Tugas Wajib
Tulis kembali bagian artikel tentang Kawah Galunggung, mulai dari kalimat yang memuat "Susah Payah Demi" dan berhenti setelah "hebat 1982 silam.". Tukar setiap "undakan" dengan "anak tangga".
===== Cuplikan Dokumen =====
Susah Payah Demi Sepenggal Pesona Agung Kawah Galunggung
620 undakan menanjak itu akhirnya berhasil ditaklukan Eksan. Terpancar raut kepuasan bercampur keletihan di wajah pria bertubuh gemuk berusia 53 tahun ini, saat tiba di atap kawah Puncak Gunung Galunggung berketinggian 2.167 Mdpl di Desa Lingajati, Kecamatan Sukaratum, Kabupaten, Tasikmalaya, Jawa Barat, Sabtu (9/4) siang.
"Mungkin tadi ada 20 kali saya berhenti sejenak saat menapaki undakan menanjak cukup terjal itu," aku pria berstatus PNS di Kementerian Pariwisata (Kemenpar) ini.
Kasubbid Promosi Eko Wisata ini mengaku baru pertama kali menginjakkan kaki di bekas erupsi Gunung Galunggung yang pernah meletus hebat 1982 silam.
Kebetulan festival tahunan yang dirancang bertepatan dengan hari meletusnya Gunung Galunggung itu, mendapat dukungan Kemenpar untuk kali pertama tahun ini.
"Saya nggak nyangka bisa sampai di Kawah Galunggung ini. Senang walau dengan susah payah," aku Eksan didampingi Wasidik, karyawan casual Perhutani yang merangkap pemandu wisata di Kawasan Wisata Galunggung dan Kasubbid Promosi Wisata Petualangan, Kemenpar Suryanto, rekan Eksan yang biasa disapa Tole.
===== Data yang Diberikan =====
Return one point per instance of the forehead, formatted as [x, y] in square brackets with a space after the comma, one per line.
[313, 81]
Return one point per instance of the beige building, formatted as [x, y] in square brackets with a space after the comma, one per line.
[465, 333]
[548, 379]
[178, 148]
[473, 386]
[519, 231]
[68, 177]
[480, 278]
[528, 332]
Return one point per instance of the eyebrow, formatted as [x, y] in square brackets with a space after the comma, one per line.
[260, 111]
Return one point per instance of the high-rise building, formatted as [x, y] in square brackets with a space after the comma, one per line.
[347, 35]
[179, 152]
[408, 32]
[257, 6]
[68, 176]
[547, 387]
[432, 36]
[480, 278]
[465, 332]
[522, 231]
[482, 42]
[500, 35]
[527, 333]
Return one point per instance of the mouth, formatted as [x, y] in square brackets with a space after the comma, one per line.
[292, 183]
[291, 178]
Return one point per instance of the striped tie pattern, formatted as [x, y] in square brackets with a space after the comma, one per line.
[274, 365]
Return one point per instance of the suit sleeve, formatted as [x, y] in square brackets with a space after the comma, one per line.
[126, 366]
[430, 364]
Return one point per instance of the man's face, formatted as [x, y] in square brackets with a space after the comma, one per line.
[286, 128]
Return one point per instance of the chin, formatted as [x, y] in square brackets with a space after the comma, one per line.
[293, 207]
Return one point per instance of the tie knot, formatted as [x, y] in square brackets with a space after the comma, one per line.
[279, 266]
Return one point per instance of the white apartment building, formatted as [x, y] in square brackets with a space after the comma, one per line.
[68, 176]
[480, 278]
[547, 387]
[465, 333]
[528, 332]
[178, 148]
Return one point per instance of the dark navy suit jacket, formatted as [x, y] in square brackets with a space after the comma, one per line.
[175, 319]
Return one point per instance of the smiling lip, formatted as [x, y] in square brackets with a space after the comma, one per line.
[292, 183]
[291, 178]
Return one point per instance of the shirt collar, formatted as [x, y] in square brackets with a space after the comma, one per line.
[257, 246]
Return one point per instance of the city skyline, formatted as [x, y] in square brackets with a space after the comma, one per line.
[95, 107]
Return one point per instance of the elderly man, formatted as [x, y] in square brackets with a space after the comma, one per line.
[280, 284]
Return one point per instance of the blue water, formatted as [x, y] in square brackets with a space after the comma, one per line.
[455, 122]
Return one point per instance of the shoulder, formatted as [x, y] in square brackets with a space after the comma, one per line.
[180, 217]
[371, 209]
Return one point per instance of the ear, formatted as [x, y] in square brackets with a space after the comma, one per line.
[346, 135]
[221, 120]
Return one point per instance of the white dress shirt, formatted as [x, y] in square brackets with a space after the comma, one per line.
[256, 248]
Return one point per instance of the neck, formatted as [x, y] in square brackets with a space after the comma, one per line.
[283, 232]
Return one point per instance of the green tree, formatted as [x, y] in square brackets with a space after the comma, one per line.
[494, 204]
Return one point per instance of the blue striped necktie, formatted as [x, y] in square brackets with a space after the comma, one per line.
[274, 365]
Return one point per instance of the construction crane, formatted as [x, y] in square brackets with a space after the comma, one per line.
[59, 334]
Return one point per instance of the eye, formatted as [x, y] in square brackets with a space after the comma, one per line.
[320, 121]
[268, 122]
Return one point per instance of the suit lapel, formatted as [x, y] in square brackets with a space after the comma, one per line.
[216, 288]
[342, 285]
=====
Jawaban Lengkap
Susah Payah Demi Sepenggal Pesona Agung Kawah Galunggung
620 anak tangga menanjak itu akhirnya berhasil ditaklukan Eksan. Terpancar raut kepuasan bercampur keletihan di wajah pria bertubuh gemuk berusia 53 tahun ini, saat tiba di atap kawah Puncak Gunung Galunggung berketinggian 2.167 Mdpl di Desa Lingajati, Kecamatan Sukaratum, Kabupaten, Tasikmalaya, Jawa Barat, Sabtu (9/4) siang.
"Mungkin tadi ada 20 kali saya berhenti sejenak saat menapaki anak tangga menanjak cukup terjal itu," aku pria berstatus PNS di Kementerian Pariwisata (Kemenpar) ini.
Kasubbid Promosi Eko Wisata ini mengaku baru pertama kali menginjakkan kaki di bekas erupsi Gunung Galunggung yang pernah meletus hebat 1982 silam.